(Beginning of RECORDED DATA)

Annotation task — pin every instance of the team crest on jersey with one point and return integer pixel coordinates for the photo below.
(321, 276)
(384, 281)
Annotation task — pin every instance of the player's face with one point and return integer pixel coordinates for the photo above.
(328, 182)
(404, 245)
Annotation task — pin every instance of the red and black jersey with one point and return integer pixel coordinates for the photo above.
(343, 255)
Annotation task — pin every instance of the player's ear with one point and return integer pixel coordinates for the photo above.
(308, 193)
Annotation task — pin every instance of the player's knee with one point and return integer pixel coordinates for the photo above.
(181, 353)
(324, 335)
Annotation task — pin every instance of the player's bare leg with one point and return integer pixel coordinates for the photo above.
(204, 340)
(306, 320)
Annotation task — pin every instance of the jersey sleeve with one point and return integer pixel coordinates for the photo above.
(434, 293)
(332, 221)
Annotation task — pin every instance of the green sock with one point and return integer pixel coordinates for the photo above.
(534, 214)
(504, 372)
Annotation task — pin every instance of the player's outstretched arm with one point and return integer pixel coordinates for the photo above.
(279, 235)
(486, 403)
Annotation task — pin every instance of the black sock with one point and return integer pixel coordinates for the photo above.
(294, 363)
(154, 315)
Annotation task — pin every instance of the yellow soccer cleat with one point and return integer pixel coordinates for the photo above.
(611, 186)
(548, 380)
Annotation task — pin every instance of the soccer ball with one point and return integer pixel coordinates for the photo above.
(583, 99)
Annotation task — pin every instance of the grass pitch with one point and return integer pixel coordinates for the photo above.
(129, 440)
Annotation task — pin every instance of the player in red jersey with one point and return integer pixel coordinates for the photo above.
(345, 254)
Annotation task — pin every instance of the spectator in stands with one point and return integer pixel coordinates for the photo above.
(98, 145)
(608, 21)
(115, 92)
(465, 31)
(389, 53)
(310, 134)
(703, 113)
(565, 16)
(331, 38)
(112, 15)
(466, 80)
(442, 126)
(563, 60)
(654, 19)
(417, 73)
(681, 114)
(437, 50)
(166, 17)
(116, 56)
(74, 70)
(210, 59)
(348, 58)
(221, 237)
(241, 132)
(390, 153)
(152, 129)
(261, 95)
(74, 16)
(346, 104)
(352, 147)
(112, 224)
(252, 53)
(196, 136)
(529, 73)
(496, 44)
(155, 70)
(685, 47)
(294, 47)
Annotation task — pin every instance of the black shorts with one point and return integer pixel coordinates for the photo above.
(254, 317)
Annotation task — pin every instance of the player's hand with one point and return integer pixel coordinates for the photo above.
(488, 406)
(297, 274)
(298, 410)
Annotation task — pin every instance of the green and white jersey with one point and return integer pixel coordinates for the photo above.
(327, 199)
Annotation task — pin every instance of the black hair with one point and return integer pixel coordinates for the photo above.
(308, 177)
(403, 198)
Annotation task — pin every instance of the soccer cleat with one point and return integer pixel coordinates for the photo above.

(End of RECORDED DATA)

» WHAT YOU ARE ASKED TO DO: Each line of the material above must be retyped exactly as written.

» TASK RESULT:
Annotation task — pin every instance of the team crest on jersey with one point and return integer pixel coordinates for the photo below.
(321, 276)
(384, 281)
Annotation task — pin every instance of the player's face with one point and return integer pixel coordinates for the photo above.
(328, 182)
(404, 245)
Annotation task — pin every instance of the red and black jersey with one point and return integer pixel coordinates for the photo above.
(343, 255)
Annotation task — pin every instance of the player's ear with one point and return integer pixel coordinates for the photo above.
(308, 193)
Annotation task — pin every instance of the player's knee with one point and return integer pixel coordinates for the photo above.
(181, 353)
(324, 335)
Annotation task — pin every instance of the player's bare leg with one point and return integer pixel coordinates for the photo above.
(204, 340)
(306, 320)
Annotation task — pin every instance of the jersey sleeve with one point and return integer pixel coordinates for the photo above.
(434, 293)
(332, 221)
Annotation task — pin every instance of the green sock with one point and return integer pixel coordinates for the photo above.
(534, 214)
(504, 372)
Annotation task — pin every instance of the player's outstretched arm with one point and return integer pixel coordinates for the photo above.
(279, 235)
(486, 403)
Annotation task — pin every instance of the black sock with one point and return integer pixel coordinates for the photo above.
(294, 363)
(154, 315)
Annotation task — pin every instance of the yellow soccer cleat with one point and return integer pixel coordinates for the photo above.
(611, 186)
(548, 380)
Annotation task — pin every instance of the soccer ball with one point and return integer pixel coordinates for the photo above.
(583, 99)
Annotation task — pin every instance of the grass pitch with one point and return integer pixel coordinates for the photo above.
(129, 440)
Annotation task — pin every instance of the player in red jersey with one point and return integer pixel coordinates for the photo above.
(345, 254)
Annotation task — pin every instance of the spectator in stands with one point and return integer pixel coordinates for the photo above.
(98, 145)
(608, 21)
(115, 92)
(465, 31)
(389, 53)
(310, 134)
(703, 113)
(565, 16)
(331, 38)
(112, 15)
(466, 80)
(442, 126)
(563, 60)
(654, 19)
(417, 73)
(681, 114)
(437, 50)
(166, 17)
(116, 56)
(74, 70)
(210, 59)
(348, 58)
(221, 237)
(241, 132)
(390, 153)
(152, 129)
(261, 95)
(74, 16)
(346, 104)
(352, 147)
(112, 224)
(252, 53)
(196, 136)
(529, 73)
(496, 44)
(155, 70)
(685, 47)
(294, 47)
Annotation task — pin every instance of the black shorts with one point and return integer pixel coordinates for the photo above.
(254, 317)
Annotation task — pin every instance of the player's hand with one point and return integer pixel coordinates for the photo above.
(488, 406)
(297, 274)
(298, 410)
Annotation task — pin every instance of the green and white jersey with one point and return integer pixel coordinates for the photo above.
(327, 199)
Annotation task — pin every instance of the black hair with one point and return integer pixel coordinates for the photo above.
(308, 177)
(403, 198)
Annotation task — pin every instance of the soccer cleat with one point and return integer pixel coordinates for the photo above.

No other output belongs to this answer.